§ **DIRECTIONS FOR THIS TASK**:
Write out every line of the rows below as a numbered list, leaving out blank lines and the pictures.

§ **DATA PROVIDED**:
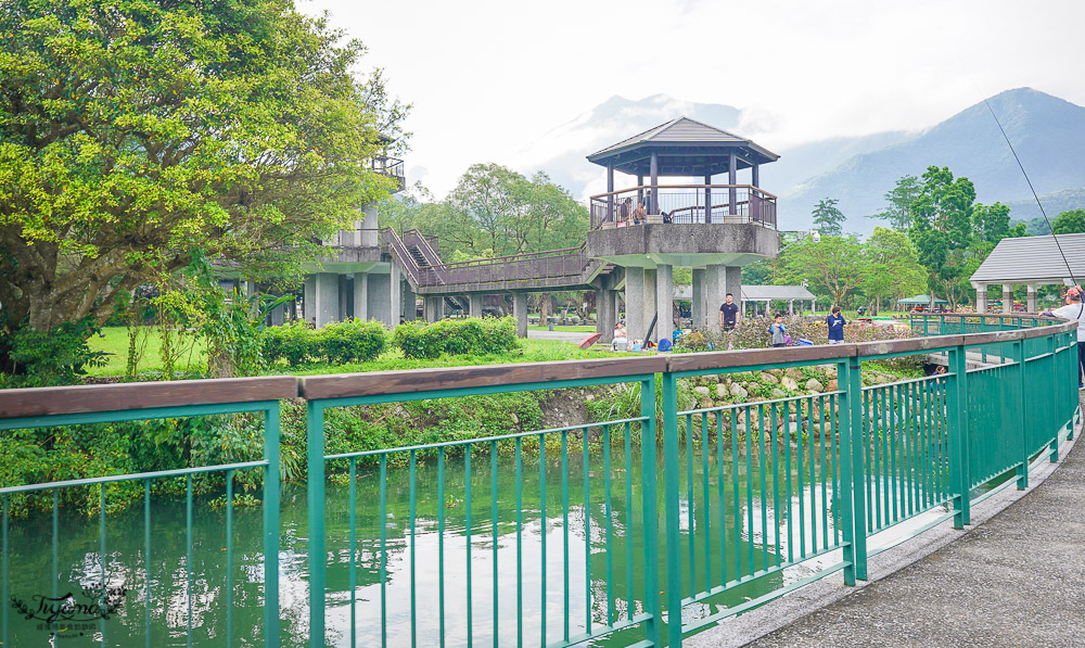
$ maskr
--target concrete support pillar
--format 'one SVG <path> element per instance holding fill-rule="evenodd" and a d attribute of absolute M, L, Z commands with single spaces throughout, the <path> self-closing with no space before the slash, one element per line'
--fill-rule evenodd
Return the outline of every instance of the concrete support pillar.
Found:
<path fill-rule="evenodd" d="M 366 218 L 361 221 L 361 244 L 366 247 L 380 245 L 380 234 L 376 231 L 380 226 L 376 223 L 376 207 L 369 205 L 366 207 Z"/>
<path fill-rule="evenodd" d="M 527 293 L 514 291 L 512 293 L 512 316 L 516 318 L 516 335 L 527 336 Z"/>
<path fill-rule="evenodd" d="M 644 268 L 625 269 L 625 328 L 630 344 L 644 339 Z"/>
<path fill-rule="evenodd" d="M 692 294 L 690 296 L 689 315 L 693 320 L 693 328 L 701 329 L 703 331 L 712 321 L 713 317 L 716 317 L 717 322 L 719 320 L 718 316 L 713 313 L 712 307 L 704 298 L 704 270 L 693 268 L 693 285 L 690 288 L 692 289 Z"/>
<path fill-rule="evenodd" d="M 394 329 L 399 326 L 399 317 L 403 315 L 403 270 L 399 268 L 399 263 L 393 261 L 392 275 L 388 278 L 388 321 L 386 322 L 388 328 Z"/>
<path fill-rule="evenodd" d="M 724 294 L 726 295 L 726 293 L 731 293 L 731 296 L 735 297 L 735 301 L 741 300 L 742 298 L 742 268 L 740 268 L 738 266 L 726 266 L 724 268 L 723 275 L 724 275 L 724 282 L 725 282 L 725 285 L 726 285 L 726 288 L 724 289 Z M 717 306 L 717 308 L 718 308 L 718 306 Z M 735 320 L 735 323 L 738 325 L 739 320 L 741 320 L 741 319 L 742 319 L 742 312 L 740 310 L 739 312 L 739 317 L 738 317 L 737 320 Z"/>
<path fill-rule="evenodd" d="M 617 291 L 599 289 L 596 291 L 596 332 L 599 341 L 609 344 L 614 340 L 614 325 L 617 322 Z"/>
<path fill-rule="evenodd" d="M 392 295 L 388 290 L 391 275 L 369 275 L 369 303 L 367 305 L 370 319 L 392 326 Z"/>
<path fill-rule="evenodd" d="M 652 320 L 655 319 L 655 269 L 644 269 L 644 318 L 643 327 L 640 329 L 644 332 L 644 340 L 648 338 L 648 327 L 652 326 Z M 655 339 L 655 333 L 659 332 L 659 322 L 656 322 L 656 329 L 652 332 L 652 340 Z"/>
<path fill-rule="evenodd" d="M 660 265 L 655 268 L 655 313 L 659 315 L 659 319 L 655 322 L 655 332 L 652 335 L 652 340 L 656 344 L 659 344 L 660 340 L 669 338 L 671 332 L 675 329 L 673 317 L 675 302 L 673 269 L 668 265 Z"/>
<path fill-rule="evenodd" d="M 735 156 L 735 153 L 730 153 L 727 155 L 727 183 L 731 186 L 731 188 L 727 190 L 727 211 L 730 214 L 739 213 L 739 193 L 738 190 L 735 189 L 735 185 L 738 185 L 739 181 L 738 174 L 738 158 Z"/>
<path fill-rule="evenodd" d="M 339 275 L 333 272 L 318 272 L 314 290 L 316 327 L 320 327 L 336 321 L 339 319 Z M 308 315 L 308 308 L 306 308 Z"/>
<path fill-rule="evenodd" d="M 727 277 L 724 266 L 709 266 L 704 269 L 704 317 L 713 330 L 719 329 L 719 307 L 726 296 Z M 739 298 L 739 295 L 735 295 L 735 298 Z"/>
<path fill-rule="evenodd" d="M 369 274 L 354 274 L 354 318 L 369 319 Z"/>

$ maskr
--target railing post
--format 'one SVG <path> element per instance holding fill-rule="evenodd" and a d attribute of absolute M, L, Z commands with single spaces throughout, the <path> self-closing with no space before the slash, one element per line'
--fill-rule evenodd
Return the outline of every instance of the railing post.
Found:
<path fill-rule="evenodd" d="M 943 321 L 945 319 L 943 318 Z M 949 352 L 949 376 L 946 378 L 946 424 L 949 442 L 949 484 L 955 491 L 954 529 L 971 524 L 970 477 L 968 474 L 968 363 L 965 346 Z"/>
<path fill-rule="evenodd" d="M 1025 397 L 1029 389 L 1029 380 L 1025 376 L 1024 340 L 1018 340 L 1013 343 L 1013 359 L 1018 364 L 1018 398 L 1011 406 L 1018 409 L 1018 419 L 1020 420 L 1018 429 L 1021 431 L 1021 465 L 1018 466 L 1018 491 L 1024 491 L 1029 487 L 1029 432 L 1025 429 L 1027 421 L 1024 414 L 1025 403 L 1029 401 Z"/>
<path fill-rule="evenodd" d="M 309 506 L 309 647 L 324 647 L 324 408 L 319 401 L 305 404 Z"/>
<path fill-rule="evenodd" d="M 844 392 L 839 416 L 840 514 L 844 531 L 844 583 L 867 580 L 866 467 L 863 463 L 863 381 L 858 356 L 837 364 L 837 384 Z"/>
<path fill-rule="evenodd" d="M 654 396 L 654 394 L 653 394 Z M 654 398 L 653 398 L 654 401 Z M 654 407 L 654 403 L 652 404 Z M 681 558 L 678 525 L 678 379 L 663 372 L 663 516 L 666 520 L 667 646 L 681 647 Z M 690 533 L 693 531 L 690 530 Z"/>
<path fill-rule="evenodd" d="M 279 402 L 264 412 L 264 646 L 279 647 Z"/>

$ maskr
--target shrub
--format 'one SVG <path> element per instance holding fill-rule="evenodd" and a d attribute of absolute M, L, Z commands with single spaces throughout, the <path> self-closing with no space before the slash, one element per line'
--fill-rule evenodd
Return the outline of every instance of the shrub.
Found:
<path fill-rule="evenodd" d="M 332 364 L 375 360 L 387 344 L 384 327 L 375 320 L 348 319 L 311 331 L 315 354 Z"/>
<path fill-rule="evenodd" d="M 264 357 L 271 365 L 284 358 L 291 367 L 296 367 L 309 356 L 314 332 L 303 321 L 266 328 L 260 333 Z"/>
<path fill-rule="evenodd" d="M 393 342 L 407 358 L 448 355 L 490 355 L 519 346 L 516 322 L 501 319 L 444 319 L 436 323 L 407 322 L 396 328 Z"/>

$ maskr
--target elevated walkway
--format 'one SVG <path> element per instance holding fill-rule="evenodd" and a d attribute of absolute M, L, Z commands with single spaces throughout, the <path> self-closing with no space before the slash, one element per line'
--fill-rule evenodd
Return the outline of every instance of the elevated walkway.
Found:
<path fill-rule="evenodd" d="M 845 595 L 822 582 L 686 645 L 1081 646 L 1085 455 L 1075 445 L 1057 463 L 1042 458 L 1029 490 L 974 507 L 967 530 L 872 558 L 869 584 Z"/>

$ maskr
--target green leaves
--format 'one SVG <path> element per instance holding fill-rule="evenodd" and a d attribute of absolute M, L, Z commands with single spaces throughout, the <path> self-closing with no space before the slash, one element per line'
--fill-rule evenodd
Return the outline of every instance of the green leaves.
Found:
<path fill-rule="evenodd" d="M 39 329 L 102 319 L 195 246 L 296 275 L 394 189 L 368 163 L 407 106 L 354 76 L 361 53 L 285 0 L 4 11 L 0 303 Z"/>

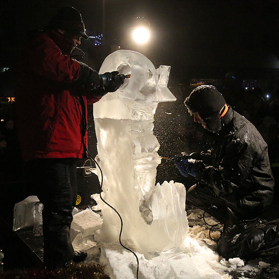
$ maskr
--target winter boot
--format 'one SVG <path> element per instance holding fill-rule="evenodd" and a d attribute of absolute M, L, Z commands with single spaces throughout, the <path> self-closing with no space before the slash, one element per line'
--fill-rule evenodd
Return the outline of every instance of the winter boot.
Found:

§ **EXERCISE RESULT**:
1. $ maskr
2. --target concrete support pillar
3. --format 'one SVG <path> element per instance holding fill-rule="evenodd" and a d attribute of absolute M, L, Z commands with single spaces throughout, the <path> self-closing with no space before the slash, one element per line'
4. --fill-rule evenodd
5. Return the outline of every instance of the concrete support pillar.
6. Found:
7. <path fill-rule="evenodd" d="M 366 218 L 361 221 L 361 244 L 366 247 L 380 245 L 380 234 L 376 231 L 380 226 L 376 223 L 376 207 L 369 205 L 366 207 Z"/>
8. <path fill-rule="evenodd" d="M 527 293 L 514 291 L 512 293 L 512 316 L 516 318 L 516 335 L 527 336 Z"/>
9. <path fill-rule="evenodd" d="M 644 268 L 625 269 L 625 328 L 630 344 L 644 339 Z"/>
10. <path fill-rule="evenodd" d="M 692 294 L 690 296 L 689 315 L 693 320 L 693 328 L 701 329 L 703 331 L 712 321 L 713 317 L 716 317 L 717 322 L 719 320 L 718 316 L 713 313 L 712 307 L 704 298 L 704 270 L 693 268 L 693 285 L 690 288 L 692 289 Z"/>
11. <path fill-rule="evenodd" d="M 394 329 L 399 326 L 399 317 L 403 315 L 403 270 L 399 268 L 399 263 L 393 261 L 392 275 L 388 278 L 388 321 L 386 322 L 388 328 Z"/>
12. <path fill-rule="evenodd" d="M 724 294 L 726 295 L 726 293 L 731 293 L 731 296 L 735 297 L 735 301 L 741 300 L 742 298 L 742 268 L 740 268 L 738 266 L 726 266 L 724 268 L 723 275 L 724 275 L 724 282 L 725 282 L 725 285 L 726 285 L 726 288 L 724 289 Z M 717 306 L 717 308 L 718 308 L 718 306 Z M 735 320 L 735 323 L 738 325 L 739 320 L 741 320 L 741 319 L 742 319 L 742 312 L 740 310 L 739 312 L 739 317 L 738 317 L 737 320 Z"/>
13. <path fill-rule="evenodd" d="M 617 291 L 599 289 L 596 291 L 596 332 L 599 341 L 609 344 L 614 340 L 614 325 L 617 322 Z"/>
14. <path fill-rule="evenodd" d="M 392 295 L 388 290 L 391 275 L 369 275 L 369 303 L 367 305 L 370 319 L 392 326 Z"/>
15. <path fill-rule="evenodd" d="M 652 320 L 655 319 L 655 269 L 644 269 L 644 318 L 643 327 L 640 329 L 644 332 L 644 340 L 648 338 L 648 327 L 652 326 Z M 655 339 L 655 333 L 659 332 L 659 322 L 656 322 L 656 329 L 652 332 L 652 340 Z"/>
16. <path fill-rule="evenodd" d="M 660 265 L 655 268 L 655 313 L 659 315 L 659 319 L 655 322 L 655 332 L 652 335 L 652 340 L 656 344 L 659 344 L 660 340 L 669 338 L 671 332 L 675 329 L 673 317 L 675 302 L 673 269 L 668 265 Z"/>
17. <path fill-rule="evenodd" d="M 735 156 L 735 153 L 730 153 L 727 155 L 727 183 L 731 186 L 731 188 L 727 190 L 727 211 L 730 214 L 739 213 L 739 193 L 738 190 L 735 189 L 735 185 L 738 185 L 739 181 L 738 174 L 738 158 Z"/>
18. <path fill-rule="evenodd" d="M 339 275 L 333 272 L 318 272 L 314 290 L 316 327 L 320 327 L 336 321 L 339 319 Z M 308 315 L 308 308 L 306 308 Z"/>
19. <path fill-rule="evenodd" d="M 727 277 L 724 266 L 709 266 L 704 269 L 704 317 L 713 330 L 719 329 L 719 307 L 726 296 Z M 739 298 L 739 295 L 735 295 L 735 298 Z"/>
20. <path fill-rule="evenodd" d="M 369 274 L 354 274 L 354 318 L 369 319 Z"/>
21. $ maskr
22. --target railing post
23. --format 'one SVG <path> element per instance holding fill-rule="evenodd" and a d attribute of absolute M, L, Z commands with single spaces throughout, the <path> self-closing with no space before the slash, one element per line'
24. --fill-rule evenodd
25. Return the outline of every instance of the railing post.
26. Found:
27. <path fill-rule="evenodd" d="M 943 321 L 945 319 L 943 318 Z M 949 352 L 949 376 L 946 378 L 946 424 L 949 442 L 949 484 L 955 491 L 954 529 L 971 524 L 970 477 L 968 474 L 968 363 L 965 346 Z"/>
28. <path fill-rule="evenodd" d="M 1025 397 L 1029 389 L 1029 380 L 1025 376 L 1024 340 L 1018 340 L 1013 343 L 1013 359 L 1018 364 L 1018 398 L 1011 406 L 1018 409 L 1018 419 L 1020 420 L 1018 429 L 1021 431 L 1021 465 L 1018 466 L 1018 491 L 1024 491 L 1029 487 L 1029 432 L 1025 429 L 1027 421 L 1024 414 L 1025 403 L 1029 401 Z"/>
29. <path fill-rule="evenodd" d="M 309 506 L 309 647 L 324 647 L 324 408 L 319 401 L 305 404 Z"/>
30. <path fill-rule="evenodd" d="M 844 392 L 839 416 L 840 514 L 844 531 L 844 583 L 867 580 L 866 467 L 863 463 L 863 381 L 858 356 L 837 364 L 837 384 Z"/>
31. <path fill-rule="evenodd" d="M 654 396 L 654 394 L 653 394 Z M 654 398 L 653 398 L 654 401 Z M 654 407 L 654 403 L 652 404 Z M 681 558 L 678 525 L 678 379 L 663 372 L 663 516 L 666 520 L 667 646 L 681 647 Z M 690 533 L 693 531 L 690 530 Z"/>
32. <path fill-rule="evenodd" d="M 279 402 L 264 412 L 264 646 L 279 647 Z"/>
33. $ maskr
34. --target shrub
35. --format 'one SVG <path> element per instance holding fill-rule="evenodd" and a d attribute of absolute M, L, Z commands with single spaces throughout, the <path> self-closing with no space before the slash, one element per line'
36. --fill-rule evenodd
37. Return the outline of every instance of the shrub.
38. Found:
39. <path fill-rule="evenodd" d="M 332 364 L 375 360 L 387 344 L 384 327 L 375 320 L 348 319 L 311 331 L 315 354 Z"/>
40. <path fill-rule="evenodd" d="M 264 357 L 271 365 L 284 358 L 291 367 L 296 367 L 309 356 L 314 332 L 303 321 L 266 328 L 260 333 Z"/>
41. <path fill-rule="evenodd" d="M 393 342 L 407 358 L 448 355 L 490 355 L 519 346 L 516 322 L 501 319 L 444 319 L 436 323 L 407 322 L 396 328 Z"/>
42. $ maskr
43. --target elevated walkway
44. --format 'one SVG <path> element per instance holding fill-rule="evenodd" and a d attribute of absolute M, L, Z commands with single spaces throughout, the <path> self-closing with no space before the slash, one element per line'
45. --fill-rule evenodd
46. Return the outline of every instance of the elevated walkway.
47. Found:
48. <path fill-rule="evenodd" d="M 845 595 L 822 582 L 686 645 L 1081 646 L 1085 455 L 1075 445 L 1057 463 L 1042 458 L 1029 490 L 974 507 L 967 530 L 872 558 L 869 584 Z"/>
49. $ maskr
50. --target green leaves
51. --format 'one SVG <path> element per instance holding fill-rule="evenodd" and a d attribute of absolute M, L, Z commands with single spaces throughout, the <path> self-closing with no space before the slash, one element per line'
52. --fill-rule evenodd
53. Return the outline of every instance of the green leaves.
54. Found:
55. <path fill-rule="evenodd" d="M 39 329 L 102 319 L 195 246 L 296 275 L 394 189 L 368 163 L 407 106 L 354 76 L 361 53 L 285 0 L 4 11 L 0 303 Z"/>
56. $ maskr
57. --target winter boot
58. --format 'one SVG <path> element per instance holding fill-rule="evenodd" and a d attribute of absolute M, L, Z commands with single spaces throughout, the <path> self-closing with no space before the slash, one element per line'
59. --fill-rule evenodd
60. Return the outline of every instance of the winter boot.
61. Found:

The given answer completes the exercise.